Given request: Reproduce the lines below word for word, starting at the very first line and ending with the line that contains "71 61 L 63 53".

--- Start Dataset extract ---

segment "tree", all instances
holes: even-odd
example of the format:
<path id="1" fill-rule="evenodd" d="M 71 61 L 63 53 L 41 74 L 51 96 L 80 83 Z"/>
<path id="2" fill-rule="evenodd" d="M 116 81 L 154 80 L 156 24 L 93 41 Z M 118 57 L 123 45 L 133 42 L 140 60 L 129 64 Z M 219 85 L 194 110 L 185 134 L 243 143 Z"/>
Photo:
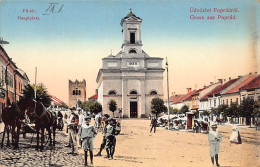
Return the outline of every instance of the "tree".
<path id="1" fill-rule="evenodd" d="M 260 100 L 255 101 L 253 115 L 260 117 Z"/>
<path id="2" fill-rule="evenodd" d="M 242 114 L 241 116 L 243 117 L 246 117 L 246 124 L 250 124 L 251 125 L 251 116 L 253 114 L 253 111 L 254 111 L 254 100 L 251 99 L 251 98 L 246 98 L 242 101 L 242 104 L 241 104 L 241 108 L 242 108 Z"/>
<path id="3" fill-rule="evenodd" d="M 94 114 L 98 114 L 102 111 L 102 105 L 99 102 L 93 102 L 91 103 L 89 107 L 89 111 Z"/>
<path id="4" fill-rule="evenodd" d="M 178 108 L 172 108 L 171 107 L 171 110 L 170 110 L 170 113 L 171 114 L 177 114 L 179 112 L 179 109 Z"/>
<path id="5" fill-rule="evenodd" d="M 239 118 L 242 115 L 242 108 L 237 103 L 231 103 L 228 110 L 231 117 Z"/>
<path id="6" fill-rule="evenodd" d="M 167 111 L 167 107 L 164 105 L 164 101 L 161 98 L 153 98 L 151 101 L 151 112 L 153 114 L 157 115 L 162 113 L 162 112 L 166 112 Z"/>
<path id="7" fill-rule="evenodd" d="M 202 113 L 201 113 L 201 115 L 209 115 L 210 114 L 210 112 L 209 112 L 209 110 L 204 110 Z"/>
<path id="8" fill-rule="evenodd" d="M 186 115 L 186 112 L 189 112 L 189 107 L 187 105 L 184 105 L 181 107 L 181 113 Z"/>
<path id="9" fill-rule="evenodd" d="M 114 112 L 117 110 L 117 103 L 114 99 L 111 99 L 108 102 L 108 108 L 113 113 L 113 117 L 114 117 Z"/>
<path id="10" fill-rule="evenodd" d="M 228 116 L 228 105 L 221 104 L 216 108 L 216 114 L 220 116 L 220 114 L 223 114 L 223 118 L 226 121 Z"/>
<path id="11" fill-rule="evenodd" d="M 24 97 L 27 99 L 34 99 L 34 85 L 28 84 L 23 90 Z M 36 101 L 42 102 L 45 107 L 51 105 L 51 96 L 47 92 L 47 88 L 40 83 L 36 86 Z"/>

--- End Dataset extract ---

The completed task:
segment "tree", all instances
holes: even-odd
example of the format:
<path id="1" fill-rule="evenodd" d="M 71 61 L 63 53 L 41 74 L 51 96 L 80 83 Z"/>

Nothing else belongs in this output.